* [本文]:

==========

不動産エバリュエーションWatching

(公財)不動産流通推進センター編集・発行(発売:(株)大成出版社)の月刊誌『不動産フォーラム21』では、表紙において、特徴のある既存建物の有効活用事例を取り上げています。ここでは、その内容を転載し、ご紹介致します。

2020年11月19日公開 

二軒長屋のブロック造の家(2020年10月号)

表紙 サブ1 サブ2 サブ3 サブ4

Before
築35年で当時は札幌土木現業所の職員用の建物として作られた、補強コンクリートブロック造の二軒長屋。昭和40 ~50年代に北海道で建設が進んだコンクリートブロック造の建物は、建て替えにより次々と姿を消している。一年を通じて穏やかな気候の長沼町だが、冬は日本海から西・北西の強い季節風が吹き、にわかに多量の降雪をみることも。のどかな田園風景が広がる町は、移住先としても人気だ。壁内結露などの問題を解消し、北海道に残る貴重な遺産に、新たな息を吹き込む。
After
北海道の長い冬。そんな北海道の暮らしを心地よく、より楽しむために断熱は既存の天井断熱から屋 根断熱へ改修。さらに、ブロックの内側に施工されていたグラスウール内断熱は、180mm厚の外断熱(ビーズ法ポリスチレンフォーム)に改修することで、壁内結露を防ぎ、見た目よりも広く感じる開放感のある空間を実現した。

==========

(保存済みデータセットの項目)
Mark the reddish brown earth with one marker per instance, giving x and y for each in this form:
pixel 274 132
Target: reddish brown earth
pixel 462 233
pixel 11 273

==========

* [課題内容]: 本文によると、この二軒長屋はもともと誰のための建物として作られたか。 保存済みの項目は使わなくてよい。

* [正しい出力]: 札幌土木現業所の職員用の建物として作られた。